:: Your task ::
All entries below must be given again exactly as they stand.

--------------------------------------------------

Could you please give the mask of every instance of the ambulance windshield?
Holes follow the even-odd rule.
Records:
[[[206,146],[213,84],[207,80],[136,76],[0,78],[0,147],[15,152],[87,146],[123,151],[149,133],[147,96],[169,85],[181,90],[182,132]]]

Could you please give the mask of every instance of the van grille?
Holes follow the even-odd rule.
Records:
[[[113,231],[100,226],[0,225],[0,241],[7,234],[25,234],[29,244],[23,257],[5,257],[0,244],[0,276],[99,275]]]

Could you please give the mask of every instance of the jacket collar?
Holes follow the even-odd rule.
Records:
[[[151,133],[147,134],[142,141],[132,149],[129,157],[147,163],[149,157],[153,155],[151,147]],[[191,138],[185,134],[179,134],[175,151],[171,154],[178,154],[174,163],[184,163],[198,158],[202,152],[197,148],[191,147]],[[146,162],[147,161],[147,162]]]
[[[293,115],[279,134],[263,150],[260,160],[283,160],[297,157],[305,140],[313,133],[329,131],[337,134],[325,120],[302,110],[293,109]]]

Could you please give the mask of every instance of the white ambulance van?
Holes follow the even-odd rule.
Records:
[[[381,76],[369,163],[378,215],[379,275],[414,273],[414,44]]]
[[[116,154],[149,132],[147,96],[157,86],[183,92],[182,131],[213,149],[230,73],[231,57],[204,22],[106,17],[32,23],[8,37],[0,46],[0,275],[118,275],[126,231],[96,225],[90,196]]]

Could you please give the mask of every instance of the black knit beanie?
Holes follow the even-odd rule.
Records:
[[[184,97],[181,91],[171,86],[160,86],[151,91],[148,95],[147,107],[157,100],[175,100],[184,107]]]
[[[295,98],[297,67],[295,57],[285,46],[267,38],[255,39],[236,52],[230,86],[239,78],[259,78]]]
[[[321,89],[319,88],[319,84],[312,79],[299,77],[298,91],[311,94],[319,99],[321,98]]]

--------------------------------------------------

:: Answer box ::
Could you please give the mask of every instance of the ambulance windshield?
Holes follow the even-odd rule.
Records:
[[[206,146],[213,84],[207,80],[136,76],[0,78],[0,147],[15,152],[87,146],[123,151],[149,133],[147,96],[169,85],[181,90],[182,132]]]

Could you please give the mask of every instance of the van grille?
Holes follow the even-odd rule.
Records:
[[[113,231],[100,226],[0,225],[0,241],[7,234],[25,234],[29,244],[23,257],[5,257],[0,244],[0,276],[99,275]]]

Could you please give the mask of every instance of the jacket collar?
Holes follow the even-odd rule.
Records:
[[[151,133],[147,134],[142,141],[132,149],[129,157],[147,163],[149,157],[153,155],[151,147]],[[191,138],[185,134],[179,134],[175,151],[171,154],[178,154],[174,163],[184,163],[198,158],[202,152],[197,148],[191,147]],[[146,162],[147,161],[147,162]]]
[[[293,115],[279,134],[263,150],[260,160],[283,160],[297,157],[305,140],[313,133],[329,131],[337,134],[325,120],[302,110],[293,109]]]

Could you please give the mask of every instance of the white ambulance van?
Holes follow the even-odd rule.
Records:
[[[381,76],[369,163],[378,215],[379,275],[414,273],[414,44]]]
[[[116,154],[149,132],[147,96],[157,86],[183,92],[182,131],[213,149],[230,73],[231,57],[204,22],[106,17],[32,23],[8,37],[0,46],[0,275],[118,275],[126,231],[96,225],[90,196]]]

Could you please give the mask of every instance of the black knit beanie?
Holes follow the even-odd rule.
Records:
[[[184,97],[181,91],[171,86],[160,86],[151,91],[148,95],[147,107],[157,100],[175,100],[184,107]]]
[[[295,98],[297,67],[295,57],[285,46],[267,38],[255,39],[236,52],[230,86],[239,78],[259,78]]]
[[[321,89],[319,88],[319,84],[312,79],[299,77],[298,91],[311,94],[319,99],[321,98]]]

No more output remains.